EXERCISE DIRECTIONS: Below are the records. Reproduce the line that contains "I'd be grateful if you could outline the smoke with" and every line after it to the end, exactly and alone.

[Dataset entries]
++++++++++

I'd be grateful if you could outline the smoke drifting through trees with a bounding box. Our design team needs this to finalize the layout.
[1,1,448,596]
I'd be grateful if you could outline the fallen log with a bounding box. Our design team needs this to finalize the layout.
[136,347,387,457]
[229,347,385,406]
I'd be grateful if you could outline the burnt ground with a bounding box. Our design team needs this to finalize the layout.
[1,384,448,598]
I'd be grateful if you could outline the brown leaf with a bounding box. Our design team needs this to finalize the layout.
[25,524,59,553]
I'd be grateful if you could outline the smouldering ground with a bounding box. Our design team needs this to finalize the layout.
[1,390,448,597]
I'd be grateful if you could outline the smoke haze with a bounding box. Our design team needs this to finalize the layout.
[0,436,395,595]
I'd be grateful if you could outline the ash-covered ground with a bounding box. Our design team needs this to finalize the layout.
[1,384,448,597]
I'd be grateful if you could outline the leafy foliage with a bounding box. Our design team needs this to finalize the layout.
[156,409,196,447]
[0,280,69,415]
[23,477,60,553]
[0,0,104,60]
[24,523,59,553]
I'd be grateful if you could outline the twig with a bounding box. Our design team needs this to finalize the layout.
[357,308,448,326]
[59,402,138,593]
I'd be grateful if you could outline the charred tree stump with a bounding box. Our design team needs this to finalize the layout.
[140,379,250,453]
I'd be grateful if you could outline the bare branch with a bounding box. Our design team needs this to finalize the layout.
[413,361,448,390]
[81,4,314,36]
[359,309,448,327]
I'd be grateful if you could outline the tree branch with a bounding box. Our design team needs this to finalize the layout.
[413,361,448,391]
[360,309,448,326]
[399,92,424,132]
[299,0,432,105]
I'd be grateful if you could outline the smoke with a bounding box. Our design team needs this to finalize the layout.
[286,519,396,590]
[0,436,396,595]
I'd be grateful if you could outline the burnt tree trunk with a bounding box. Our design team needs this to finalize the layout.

++++++++++

SOLUTION FOR THIS TASK:
I'd be grateful if you could outline the smoke with a bounding box. Our design team needs this to finalize the layout.
[286,519,396,590]
[0,436,396,595]
I'd be grateful if you could outline the burnt tree trunk with a bounding box. Our design team needs this to finalize the layout.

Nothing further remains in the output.